> _PASSAGE TO READ_:
# # # # #

A few weekends ago, my wife and I took in some of the grandsons for a sleepover. It was a chance for their parents to enjoy a summer getaway. It was a chance to wean the grandkids away from Mom and Dad. It was a chance for us to get better acquainted with a bunch of boys under our roof for two or three days. On the first day, we outlined an in-house rule.
“No iPhones, tablets or computers until after 4 p.m.,” I announced.
“That’s the curfew at home,” one of the boys said.
“Same rules here,” I said.
I find it quite amazing that these children – after a year of virtual on-line learning (that is, eyes glued to laptop or desktop computers from 9 a.m. to 3 p.m., five days a week) – still have such voracious appetites for video-game content. The topic does not appear in the policy literature of any of the federal political parties.
But I firmly believe that politicians of every region and stripe had better be prepared to face one of the worst side-effects of the COVID outbreak. I consider deteriorating mental and physical health of school-age children the result of continuous virtual learning (being planted in front of computer screens instead of actual classrooms) the hidden pandemic of our time.

# # # # #

> _EXERCISE DATA_:
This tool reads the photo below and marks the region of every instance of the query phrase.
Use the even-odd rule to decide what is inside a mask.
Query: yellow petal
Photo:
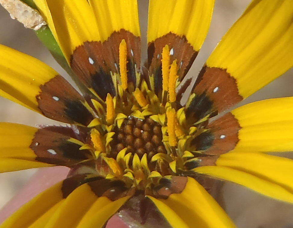
[[[2,223],[1,228],[27,227],[45,215],[47,211],[63,199],[61,188],[63,182],[43,192],[20,208]]]
[[[47,212],[29,226],[29,228],[39,228],[40,227],[44,227],[53,214],[63,203],[64,200],[61,200],[54,205]]]
[[[292,67],[291,6],[291,0],[252,1],[200,72],[189,100],[190,121],[227,109]]]
[[[184,36],[194,50],[200,48],[210,27],[212,0],[151,0],[149,9],[148,42],[170,32]]]
[[[66,123],[87,125],[93,119],[80,95],[50,67],[0,45],[0,95]]]
[[[205,39],[211,18],[214,0],[151,0],[149,8],[147,41],[150,81],[154,81],[157,94],[167,90],[166,72],[162,66],[162,51],[169,47],[167,58],[176,60],[181,81],[187,73]],[[164,56],[166,55],[164,53]],[[163,67],[162,80],[162,70]]]
[[[209,67],[227,69],[244,98],[293,66],[292,4],[291,0],[253,1],[207,60]]]
[[[54,165],[39,162],[30,148],[37,128],[17,123],[0,123],[0,173]]]
[[[269,99],[237,108],[213,121],[192,143],[217,155],[293,150],[293,97]]]
[[[74,191],[59,207],[46,224],[46,228],[75,227],[98,198],[87,184]]]
[[[130,197],[125,196],[113,201],[106,200],[103,197],[99,198],[94,203],[77,227],[103,227],[109,219],[117,212]]]
[[[293,97],[247,105],[231,111],[241,128],[235,150],[246,152],[293,150]]]
[[[90,0],[102,41],[121,29],[140,35],[137,0]],[[119,45],[119,44],[118,44]]]
[[[49,127],[0,122],[0,172],[71,165],[88,159],[88,151],[79,150],[74,139],[58,133],[63,127],[54,127],[54,132]]]
[[[249,157],[247,157],[249,159]],[[247,162],[244,160],[244,162]],[[259,161],[261,163],[261,160]],[[202,166],[194,169],[197,173],[236,183],[268,196],[293,203],[292,189],[268,180],[258,174],[251,174],[235,169],[221,166]],[[279,177],[278,177],[279,178]],[[291,180],[292,182],[292,180]]]
[[[172,227],[235,227],[202,186],[193,178],[188,180],[181,193],[171,194],[166,199],[148,196]]]
[[[40,61],[0,45],[0,95],[41,113],[36,96],[40,86],[58,73]]]
[[[98,26],[87,0],[34,0],[68,62],[76,48],[100,40]]]
[[[263,154],[233,152],[221,155],[216,164],[261,177],[282,186],[293,194],[293,160],[291,159]]]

# # # # #

> _WHAT YOU NEED TO DO_:
- a) Retype the sleepover passage word for word, from "A few weekends" up to and including "federal political parties.".
- b) In the sleepover passage, until what time were iPhones, tablets and computers off limits for the boys?
- c) Please write what follows the last sentence of the sleepover passage.

> _LIST OF ANSWERS_:
- a)
A few weekends ago, my wife and I took in some of the grandsons for a sleepover. It was a chance for their parents to enjoy a summer getaway. It was a chance to wean the grandkids away from Mom and Dad. It was a chance for us to get better acquainted with a bunch of boys under our roof for two or three days. On the first day, we outlined an in-house rule.
“No iPhones, tablets or computers until after 4 p.m.,” I announced.
“That’s the curfew at home,” one of the boys said.
“Same rules here,” I said.
I find it quite amazing that these children – after a year of virtual on-line learning (that is, eyes glued to laptop or desktop computers from 9 a.m. to 3 p.m., five days a week) – still have such voracious appetites for video-game content. The topic does not appear in the policy literature of any of the federal political parties.

- b) Until after 4 p.m.

- c)
Back to my weekend grandchild-rearing challenge. Having ripped the boys’ computers from their hands for the bulk of the day, my Job One was to find leisure pursuits other than those found in the black hole of video gaming. The first distraction I found was a clean-up job in the garage. And didn’t the boy’s grandmother need her gardening corner cleaned out and put back together.
Well, that lasted until all I heard was “I’m tired of cleaning.” Or, “Gee, this is boring.” Clearly, the concepts of completing household chores, or earning their leisure time remains to be taught. Thankfully, a lunch prepared by their grandmother came to the rescue.
I’m not a psychologist or pediatrician, but I believe after nearly two years of isolation, our grandkids have not enjoyed enough healthy contact with their peers. Experts call it “socialization.” Children have been cooped inside for months on end, isolated from one another. Authorities have closed their playgrounds. And if they do see other children, they’re all masked.
A story in the Washington Post reported children being reprimanded and sent home simply for building a snowman with other children!
Sources in the Post story go on to say that severe play deprivation, during the first 10 years of life, is linked to what’s called “emotional dysregulation.” In terms you and I can understand, that means kids are more depressed; they’re inflexible in thought; they can’t control their aggression; and they don’t relate to each other very well.
“The opposite of play is not work,” developmental psychologist Brian Sutton-Smith told the Post. “It is depression.”
“How ’bout some soccer, guys?” I asked enthusiastically after lunch.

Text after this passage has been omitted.